** BEGIN Excerpted records **

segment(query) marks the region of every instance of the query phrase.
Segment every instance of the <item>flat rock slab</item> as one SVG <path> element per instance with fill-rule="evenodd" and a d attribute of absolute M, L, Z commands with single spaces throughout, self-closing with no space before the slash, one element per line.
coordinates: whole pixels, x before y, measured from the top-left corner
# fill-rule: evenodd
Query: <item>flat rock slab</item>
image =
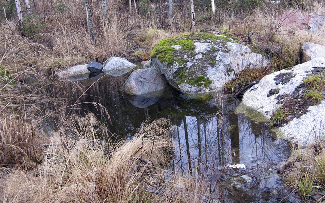
<path fill-rule="evenodd" d="M 314 32 L 325 28 L 325 15 L 286 13 L 276 18 L 283 30 L 299 29 Z"/>
<path fill-rule="evenodd" d="M 103 64 L 95 61 L 91 61 L 88 64 L 88 70 L 92 73 L 99 72 L 102 68 Z"/>
<path fill-rule="evenodd" d="M 309 42 L 303 43 L 300 47 L 300 63 L 325 56 L 325 46 Z"/>
<path fill-rule="evenodd" d="M 325 68 L 325 57 L 316 58 L 292 68 L 268 75 L 245 93 L 242 103 L 270 118 L 276 110 L 282 105 L 277 104 L 279 95 L 292 94 L 304 78 L 312 74 L 315 67 Z M 276 83 L 277 80 L 280 82 L 279 84 Z M 307 113 L 299 118 L 294 118 L 280 128 L 280 134 L 285 138 L 298 141 L 304 146 L 321 136 L 321 131 L 325 128 L 324 101 L 320 105 L 310 106 L 307 110 Z"/>
<path fill-rule="evenodd" d="M 279 128 L 285 138 L 293 137 L 293 142 L 297 141 L 299 144 L 306 146 L 323 137 L 325 101 L 320 104 L 310 106 L 308 110 L 299 118 L 294 118 L 288 124 Z"/>
<path fill-rule="evenodd" d="M 58 72 L 55 75 L 59 80 L 77 81 L 89 77 L 90 71 L 88 70 L 88 64 L 75 66 Z"/>
<path fill-rule="evenodd" d="M 136 66 L 125 58 L 112 57 L 104 62 L 103 72 L 117 77 L 127 73 Z"/>
<path fill-rule="evenodd" d="M 161 90 L 166 85 L 164 77 L 156 70 L 138 69 L 131 73 L 123 89 L 127 94 L 139 95 Z"/>

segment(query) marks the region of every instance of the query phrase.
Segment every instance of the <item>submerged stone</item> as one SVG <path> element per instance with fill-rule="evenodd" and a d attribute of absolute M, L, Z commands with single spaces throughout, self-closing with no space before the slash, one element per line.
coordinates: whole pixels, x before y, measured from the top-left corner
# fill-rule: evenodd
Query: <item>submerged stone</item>
<path fill-rule="evenodd" d="M 104 62 L 103 72 L 116 77 L 127 73 L 136 66 L 125 58 L 112 57 Z"/>
<path fill-rule="evenodd" d="M 164 90 L 137 95 L 126 94 L 126 99 L 134 106 L 145 108 L 154 104 L 164 95 Z"/>
<path fill-rule="evenodd" d="M 182 34 L 159 42 L 150 67 L 159 70 L 176 89 L 186 94 L 221 90 L 245 68 L 269 62 L 230 34 Z"/>

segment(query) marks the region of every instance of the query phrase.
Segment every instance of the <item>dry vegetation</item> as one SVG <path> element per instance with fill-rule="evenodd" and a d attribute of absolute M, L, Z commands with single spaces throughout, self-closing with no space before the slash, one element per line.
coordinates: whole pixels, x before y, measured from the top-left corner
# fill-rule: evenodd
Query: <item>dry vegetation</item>
<path fill-rule="evenodd" d="M 23 8 L 21 27 L 14 1 L 0 1 L 0 200 L 203 201 L 207 193 L 203 180 L 177 173 L 166 176 L 173 147 L 166 137 L 168 129 L 162 127 L 167 121 L 156 121 L 139 129 L 129 142 L 100 144 L 96 138 L 98 135 L 108 137 L 108 129 L 93 115 L 71 115 L 90 93 L 96 98 L 93 105 L 104 113 L 106 95 L 124 102 L 119 93 L 125 77 L 72 82 L 58 81 L 54 76 L 76 64 L 102 62 L 112 56 L 149 59 L 160 39 L 188 31 L 187 2 L 175 1 L 173 23 L 169 26 L 164 1 L 141 0 L 138 13 L 130 15 L 127 2 L 108 0 L 107 19 L 102 1 L 92 1 L 96 44 L 87 31 L 83 0 L 33 1 L 32 15 L 25 15 Z M 196 5 L 196 31 L 220 29 L 242 36 L 252 31 L 253 44 L 262 51 L 271 50 L 276 68 L 296 63 L 301 43 L 325 43 L 323 30 L 312 34 L 298 30 L 289 33 L 275 19 L 285 12 L 323 15 L 323 1 L 284 5 L 248 1 L 239 6 L 221 1 L 214 16 L 208 3 L 200 2 Z M 281 54 L 276 53 L 279 47 Z M 47 120 L 55 123 L 58 131 L 50 137 L 45 136 L 40 127 Z"/>

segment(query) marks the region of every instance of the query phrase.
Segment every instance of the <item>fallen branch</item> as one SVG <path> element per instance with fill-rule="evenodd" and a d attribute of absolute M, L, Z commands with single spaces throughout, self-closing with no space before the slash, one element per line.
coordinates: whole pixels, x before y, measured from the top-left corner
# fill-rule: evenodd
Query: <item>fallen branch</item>
<path fill-rule="evenodd" d="M 244 92 L 245 92 L 249 88 L 250 88 L 253 86 L 254 85 L 256 84 L 257 83 L 257 82 L 260 82 L 259 80 L 256 80 L 252 82 L 249 82 L 248 83 L 248 85 L 246 85 L 245 87 L 241 89 L 241 90 L 239 91 L 237 93 L 235 94 L 235 96 L 236 97 L 238 97 L 238 95 L 240 95 L 241 94 Z"/>

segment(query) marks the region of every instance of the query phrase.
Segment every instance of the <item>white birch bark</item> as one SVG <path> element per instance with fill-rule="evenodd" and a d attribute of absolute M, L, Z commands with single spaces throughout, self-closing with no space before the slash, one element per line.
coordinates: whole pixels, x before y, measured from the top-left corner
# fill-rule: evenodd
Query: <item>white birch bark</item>
<path fill-rule="evenodd" d="M 189 28 L 190 32 L 192 32 L 192 29 L 195 25 L 195 13 L 194 12 L 194 5 L 193 0 L 189 0 L 189 4 L 191 6 L 191 27 Z"/>
<path fill-rule="evenodd" d="M 132 14 L 132 0 L 129 0 L 129 12 L 130 14 Z"/>
<path fill-rule="evenodd" d="M 32 9 L 31 9 L 31 5 L 29 4 L 29 0 L 25 0 L 25 4 L 26 5 L 27 14 L 30 15 L 32 13 Z"/>
<path fill-rule="evenodd" d="M 211 9 L 212 11 L 212 14 L 214 15 L 215 13 L 215 7 L 214 6 L 214 0 L 211 0 Z"/>
<path fill-rule="evenodd" d="M 93 28 L 93 22 L 91 19 L 91 12 L 90 6 L 88 0 L 84 0 L 85 5 L 86 6 L 86 14 L 87 15 L 87 22 L 88 26 L 88 30 L 90 33 L 90 37 L 93 41 L 93 43 L 96 44 L 96 39 L 95 38 L 95 33 Z"/>
<path fill-rule="evenodd" d="M 16 5 L 16 10 L 17 11 L 17 18 L 19 25 L 21 26 L 22 25 L 22 12 L 21 12 L 20 2 L 19 0 L 15 0 L 15 3 Z"/>
<path fill-rule="evenodd" d="M 173 0 L 168 0 L 168 23 L 169 25 L 173 22 Z"/>
<path fill-rule="evenodd" d="M 136 10 L 136 0 L 133 0 L 133 3 L 134 4 L 134 8 L 136 9 L 136 13 L 137 13 L 138 11 Z"/>
<path fill-rule="evenodd" d="M 106 0 L 103 0 L 103 11 L 105 15 L 105 18 L 107 18 L 107 4 L 106 3 Z"/>

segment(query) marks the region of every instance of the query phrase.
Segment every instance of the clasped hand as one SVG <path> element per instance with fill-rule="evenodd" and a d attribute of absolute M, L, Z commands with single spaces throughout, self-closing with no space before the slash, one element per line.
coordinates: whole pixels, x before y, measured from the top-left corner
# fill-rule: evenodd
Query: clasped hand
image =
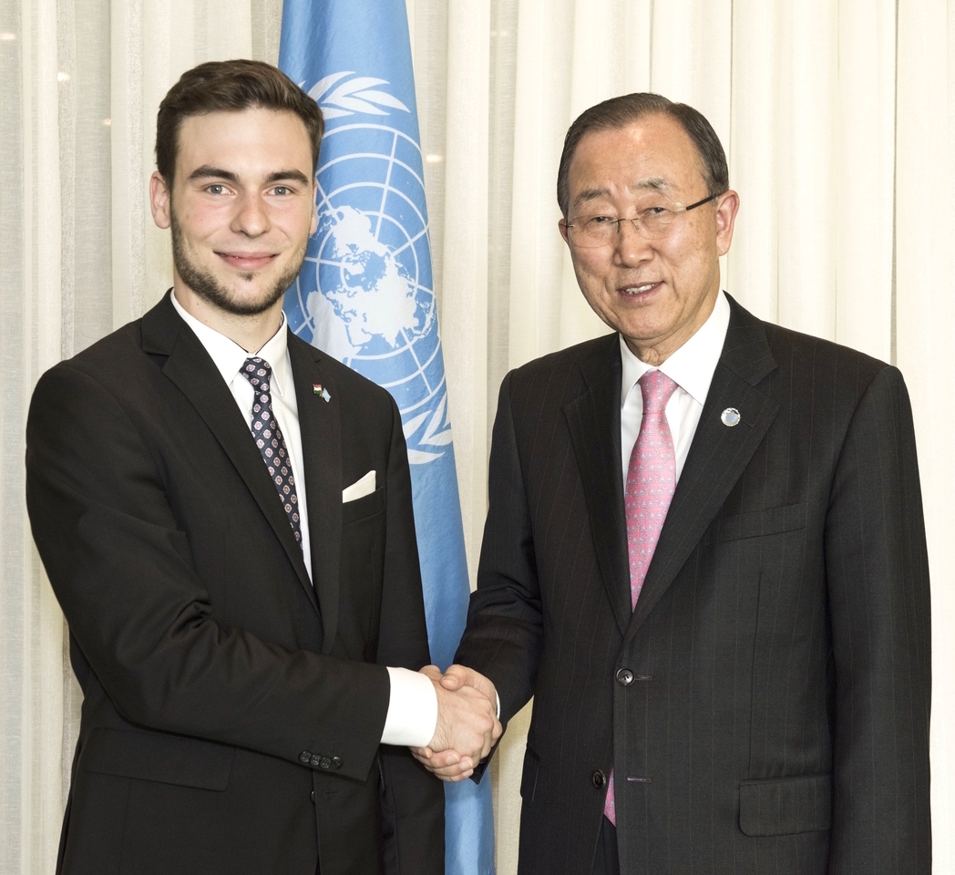
<path fill-rule="evenodd" d="M 442 674 L 437 666 L 421 670 L 437 694 L 437 726 L 428 747 L 412 753 L 441 780 L 463 780 L 500 737 L 498 696 L 483 674 L 454 665 Z"/>

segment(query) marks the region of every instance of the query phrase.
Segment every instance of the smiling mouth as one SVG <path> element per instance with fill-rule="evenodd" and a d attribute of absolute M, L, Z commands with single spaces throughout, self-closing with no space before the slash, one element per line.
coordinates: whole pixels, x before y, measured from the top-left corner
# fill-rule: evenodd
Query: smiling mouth
<path fill-rule="evenodd" d="M 275 256 L 270 252 L 217 252 L 226 264 L 240 270 L 256 270 L 265 267 Z"/>
<path fill-rule="evenodd" d="M 617 289 L 621 294 L 636 296 L 646 294 L 647 291 L 652 291 L 656 288 L 660 283 L 643 283 L 639 286 L 622 286 Z"/>

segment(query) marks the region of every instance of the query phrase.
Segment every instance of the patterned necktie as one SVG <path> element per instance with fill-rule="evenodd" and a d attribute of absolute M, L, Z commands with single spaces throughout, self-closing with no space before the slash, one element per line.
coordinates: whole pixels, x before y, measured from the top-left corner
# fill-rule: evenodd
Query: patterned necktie
<path fill-rule="evenodd" d="M 268 474 L 286 509 L 286 516 L 299 546 L 302 546 L 302 527 L 299 523 L 298 496 L 295 494 L 295 476 L 286 449 L 279 423 L 272 413 L 271 382 L 272 366 L 264 358 L 246 358 L 240 372 L 252 384 L 255 403 L 252 405 L 252 437 L 262 453 Z"/>
<path fill-rule="evenodd" d="M 644 396 L 644 416 L 630 452 L 625 501 L 630 605 L 634 609 L 676 488 L 676 453 L 666 415 L 667 402 L 676 391 L 676 383 L 662 371 L 647 371 L 640 377 L 640 391 Z M 613 772 L 606 785 L 604 816 L 617 825 Z"/>

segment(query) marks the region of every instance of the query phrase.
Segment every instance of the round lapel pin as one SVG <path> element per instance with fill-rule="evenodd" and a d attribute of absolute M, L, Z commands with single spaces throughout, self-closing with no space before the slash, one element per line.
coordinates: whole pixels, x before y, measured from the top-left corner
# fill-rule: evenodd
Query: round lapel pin
<path fill-rule="evenodd" d="M 723 424 L 730 428 L 739 425 L 739 411 L 735 407 L 728 407 L 719 415 L 719 417 Z"/>

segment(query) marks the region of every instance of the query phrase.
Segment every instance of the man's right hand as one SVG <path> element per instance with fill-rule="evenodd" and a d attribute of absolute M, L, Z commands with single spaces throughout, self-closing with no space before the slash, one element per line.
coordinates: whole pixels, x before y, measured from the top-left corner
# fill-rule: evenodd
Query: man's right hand
<path fill-rule="evenodd" d="M 428 747 L 412 753 L 442 780 L 463 780 L 500 737 L 494 684 L 463 666 L 452 666 L 444 675 L 435 666 L 421 672 L 435 685 L 437 726 Z"/>

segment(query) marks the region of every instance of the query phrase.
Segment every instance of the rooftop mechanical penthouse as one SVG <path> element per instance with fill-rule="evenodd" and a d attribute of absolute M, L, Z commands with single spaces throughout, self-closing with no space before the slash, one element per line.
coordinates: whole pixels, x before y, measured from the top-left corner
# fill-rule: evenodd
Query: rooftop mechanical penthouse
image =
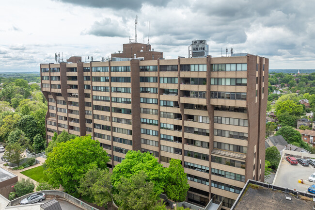
<path fill-rule="evenodd" d="M 129 150 L 149 152 L 164 166 L 179 159 L 188 200 L 229 209 L 247 179 L 264 181 L 268 59 L 135 52 L 126 61 L 41 64 L 48 141 L 64 129 L 90 134 L 111 168 Z"/>

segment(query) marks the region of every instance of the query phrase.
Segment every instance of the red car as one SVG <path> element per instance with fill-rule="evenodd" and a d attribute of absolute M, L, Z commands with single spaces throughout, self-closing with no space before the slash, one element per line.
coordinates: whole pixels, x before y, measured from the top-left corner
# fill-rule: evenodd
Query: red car
<path fill-rule="evenodd" d="M 295 158 L 294 158 L 293 157 L 287 157 L 285 158 L 285 159 L 286 159 L 288 162 L 289 162 L 289 163 L 291 165 L 298 164 L 298 161 L 297 161 L 297 159 L 296 159 Z"/>

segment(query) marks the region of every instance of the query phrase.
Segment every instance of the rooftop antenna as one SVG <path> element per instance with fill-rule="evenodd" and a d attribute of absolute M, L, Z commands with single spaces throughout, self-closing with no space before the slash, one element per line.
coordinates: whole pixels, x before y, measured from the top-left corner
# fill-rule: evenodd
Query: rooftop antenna
<path fill-rule="evenodd" d="M 135 38 L 129 38 L 129 43 L 138 43 L 138 34 L 137 32 L 137 25 L 139 25 L 138 16 L 136 15 L 136 19 L 135 19 Z"/>

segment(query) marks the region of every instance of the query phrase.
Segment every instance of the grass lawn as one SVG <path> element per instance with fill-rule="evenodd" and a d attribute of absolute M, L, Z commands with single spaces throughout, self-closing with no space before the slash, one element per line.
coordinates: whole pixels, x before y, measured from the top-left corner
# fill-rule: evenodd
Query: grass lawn
<path fill-rule="evenodd" d="M 44 174 L 43 172 L 44 168 L 43 168 L 43 166 L 41 165 L 35 168 L 22 171 L 21 172 L 21 174 L 29 177 L 30 178 L 34 179 L 37 182 L 39 182 L 42 178 L 45 181 L 48 181 L 47 176 L 45 174 Z"/>

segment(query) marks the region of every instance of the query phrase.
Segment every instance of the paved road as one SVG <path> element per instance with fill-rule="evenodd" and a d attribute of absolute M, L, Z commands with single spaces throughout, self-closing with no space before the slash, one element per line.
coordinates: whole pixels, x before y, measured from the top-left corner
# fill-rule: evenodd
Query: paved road
<path fill-rule="evenodd" d="M 297 165 L 290 165 L 287 161 L 282 160 L 274 185 L 297 190 L 306 192 L 307 189 L 315 183 L 308 180 L 310 175 L 315 172 L 312 166 L 302 166 L 299 163 Z M 304 184 L 298 182 L 302 179 Z"/>

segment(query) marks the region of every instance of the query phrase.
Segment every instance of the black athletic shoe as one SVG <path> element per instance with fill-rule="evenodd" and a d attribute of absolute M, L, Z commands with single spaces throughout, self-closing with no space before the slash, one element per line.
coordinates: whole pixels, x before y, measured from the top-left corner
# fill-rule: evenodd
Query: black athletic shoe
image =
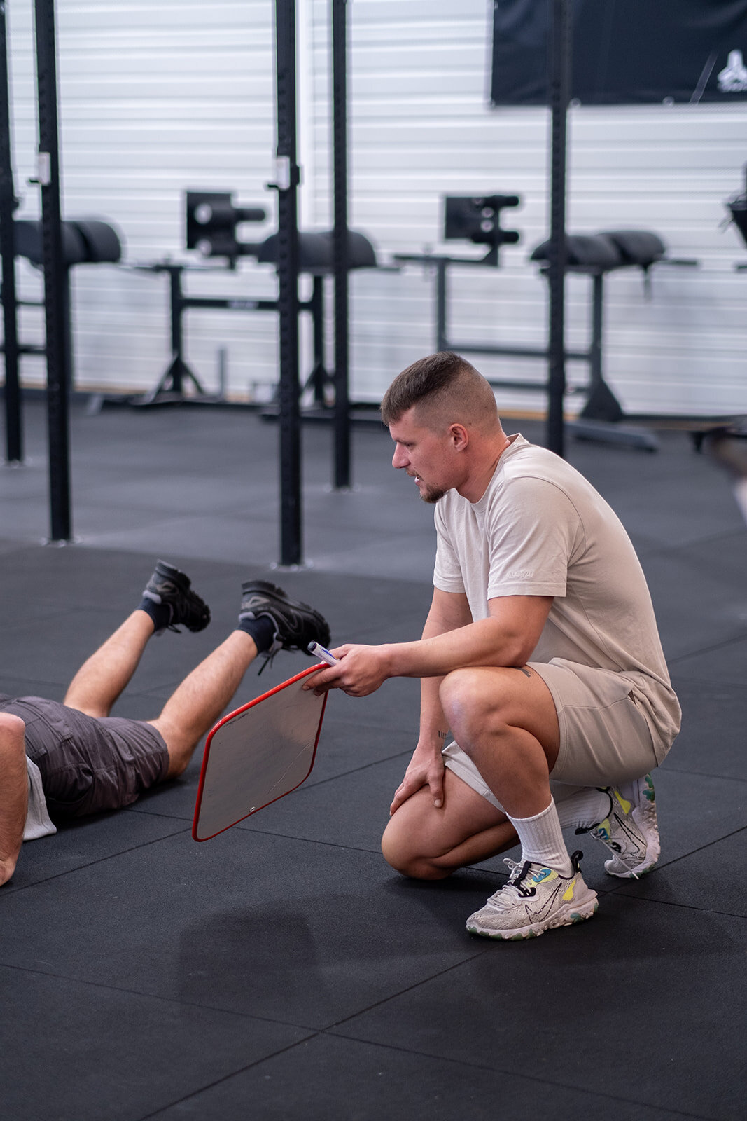
<path fill-rule="evenodd" d="M 304 650 L 309 642 L 329 643 L 329 624 L 324 615 L 300 600 L 291 600 L 281 587 L 265 580 L 248 580 L 241 585 L 242 619 L 268 615 L 274 623 L 272 646 L 263 651 L 272 658 L 278 650 Z M 264 668 L 264 667 L 262 667 Z"/>
<path fill-rule="evenodd" d="M 156 563 L 142 597 L 166 609 L 164 613 L 158 611 L 158 633 L 167 628 L 178 632 L 179 623 L 190 631 L 204 630 L 211 621 L 211 609 L 192 591 L 189 577 L 165 560 Z"/>

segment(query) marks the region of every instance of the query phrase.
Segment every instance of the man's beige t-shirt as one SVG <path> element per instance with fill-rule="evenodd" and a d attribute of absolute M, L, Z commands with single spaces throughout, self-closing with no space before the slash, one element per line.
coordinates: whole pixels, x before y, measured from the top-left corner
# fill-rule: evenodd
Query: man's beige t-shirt
<path fill-rule="evenodd" d="M 433 584 L 464 592 L 473 619 L 502 595 L 552 595 L 531 661 L 613 670 L 635 689 L 654 742 L 680 726 L 651 595 L 613 509 L 575 467 L 511 437 L 478 502 L 456 490 L 436 506 Z"/>

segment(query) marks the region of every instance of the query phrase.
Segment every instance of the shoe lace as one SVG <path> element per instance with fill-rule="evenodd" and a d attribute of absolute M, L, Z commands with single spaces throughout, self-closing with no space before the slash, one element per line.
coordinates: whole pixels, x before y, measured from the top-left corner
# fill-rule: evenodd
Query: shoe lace
<path fill-rule="evenodd" d="M 532 867 L 531 860 L 520 863 L 505 856 L 503 863 L 508 869 L 510 876 L 503 887 L 498 888 L 487 901 L 487 906 L 494 910 L 510 910 L 522 899 L 536 895 L 536 888 L 527 888 L 523 883 Z"/>

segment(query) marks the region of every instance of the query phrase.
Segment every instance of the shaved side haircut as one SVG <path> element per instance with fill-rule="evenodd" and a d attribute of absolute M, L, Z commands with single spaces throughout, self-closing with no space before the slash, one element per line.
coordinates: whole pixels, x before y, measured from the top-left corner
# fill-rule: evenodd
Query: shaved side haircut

** END Excerpted records **

- **Work to be completed**: Output the rows from the start of the rows through the line containing "161 90 L 166" as a two-column CSV with headers text and answer. Put each row's text in one quoted field and its answer in the other, replace line breaks with spaces, and omit the pictures.

- **Correct result**:
text,answer
"segment(query) marks the region of every instance of the query phrase. Segment every instance of the <item>flat rock slab</item> as one SVG <path> element per instance with fill-rule=""evenodd"" and a d attribute of absolute M, L, Z commands with single spaces throughout, self-closing with no space before the slash, one element per line. coordinates: whole pixels, x before y, measured from the top-left corner # fill-rule: evenodd Query: <item>flat rock slab</item> image =","<path fill-rule=""evenodd"" d=""M 314 32 L 325 28 L 325 15 L 286 13 L 276 18 L 283 30 L 299 29 Z""/> <path fill-rule=""evenodd"" d=""M 103 64 L 95 61 L 91 61 L 88 64 L 88 70 L 92 73 L 99 72 L 102 68 Z""/> <path fill-rule=""evenodd"" d=""M 309 42 L 303 43 L 300 47 L 300 63 L 325 56 L 325 46 Z""/> <path fill-rule=""evenodd"" d=""M 325 68 L 325 57 L 316 58 L 292 68 L 268 75 L 245 93 L 242 103 L 270 118 L 276 110 L 282 105 L 277 104 L 279 95 L 292 94 L 304 78 L 312 74 L 315 67 Z M 276 83 L 277 80 L 280 82 L 279 84 Z M 307 113 L 299 118 L 294 118 L 280 128 L 280 134 L 285 138 L 298 141 L 304 146 L 321 136 L 321 131 L 325 128 L 324 101 L 320 105 L 310 106 L 307 110 Z""/> <path fill-rule=""evenodd"" d=""M 279 128 L 285 138 L 293 137 L 293 142 L 297 141 L 299 144 L 306 146 L 323 137 L 325 101 L 320 104 L 310 106 L 308 110 L 299 118 L 294 118 L 288 124 Z""/> <path fill-rule=""evenodd"" d=""M 58 72 L 55 75 L 59 80 L 77 81 L 89 77 L 90 71 L 88 70 L 88 64 L 75 66 Z""/> <path fill-rule=""evenodd"" d=""M 136 66 L 125 58 L 112 57 L 104 62 L 103 72 L 117 77 L 127 73 Z""/> <path fill-rule=""evenodd"" d=""M 161 90 L 166 85 L 164 77 L 156 70 L 138 69 L 131 73 L 123 89 L 127 94 L 139 95 Z""/>"